*** Input ***

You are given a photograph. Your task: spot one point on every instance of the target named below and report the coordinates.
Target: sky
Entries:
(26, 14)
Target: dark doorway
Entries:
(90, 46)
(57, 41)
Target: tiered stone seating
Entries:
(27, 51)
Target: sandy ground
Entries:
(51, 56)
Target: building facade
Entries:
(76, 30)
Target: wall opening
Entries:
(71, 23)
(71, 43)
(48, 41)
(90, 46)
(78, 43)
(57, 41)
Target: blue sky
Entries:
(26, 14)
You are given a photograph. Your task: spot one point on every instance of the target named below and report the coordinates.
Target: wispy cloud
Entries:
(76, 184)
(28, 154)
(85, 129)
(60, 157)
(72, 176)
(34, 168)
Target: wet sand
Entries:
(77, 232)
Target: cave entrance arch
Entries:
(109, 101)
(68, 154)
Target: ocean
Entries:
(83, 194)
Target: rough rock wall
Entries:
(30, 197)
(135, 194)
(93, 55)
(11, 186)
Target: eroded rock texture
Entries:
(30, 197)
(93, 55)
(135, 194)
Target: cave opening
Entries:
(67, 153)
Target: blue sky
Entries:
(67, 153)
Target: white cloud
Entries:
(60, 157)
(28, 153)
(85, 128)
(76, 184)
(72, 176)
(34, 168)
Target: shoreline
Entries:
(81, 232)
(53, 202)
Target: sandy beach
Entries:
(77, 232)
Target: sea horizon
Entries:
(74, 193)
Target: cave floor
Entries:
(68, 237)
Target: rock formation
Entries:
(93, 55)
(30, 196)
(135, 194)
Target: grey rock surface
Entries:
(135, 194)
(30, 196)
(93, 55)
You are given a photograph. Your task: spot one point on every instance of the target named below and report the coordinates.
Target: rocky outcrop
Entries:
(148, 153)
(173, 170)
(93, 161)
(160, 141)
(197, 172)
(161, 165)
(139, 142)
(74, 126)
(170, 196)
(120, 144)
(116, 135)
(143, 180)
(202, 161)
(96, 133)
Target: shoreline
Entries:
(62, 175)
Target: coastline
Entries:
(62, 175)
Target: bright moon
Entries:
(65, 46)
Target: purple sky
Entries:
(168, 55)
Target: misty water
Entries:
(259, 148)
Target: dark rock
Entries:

*** End of Input ***

**Task brief:** Write out again, exactly, the lines from the start of the entries up to and including the one with "Target: sandy ground". Nothing else belongs in the reply.

**Answer to this task:**
You are given a photograph. Your task: spot one point on every instance of the target named below and report the coordinates.
Target: sky
Entries:
(26, 14)
Target: dark doorway
Entries:
(90, 46)
(57, 41)
Target: tiered stone seating
Entries:
(27, 51)
Target: sandy ground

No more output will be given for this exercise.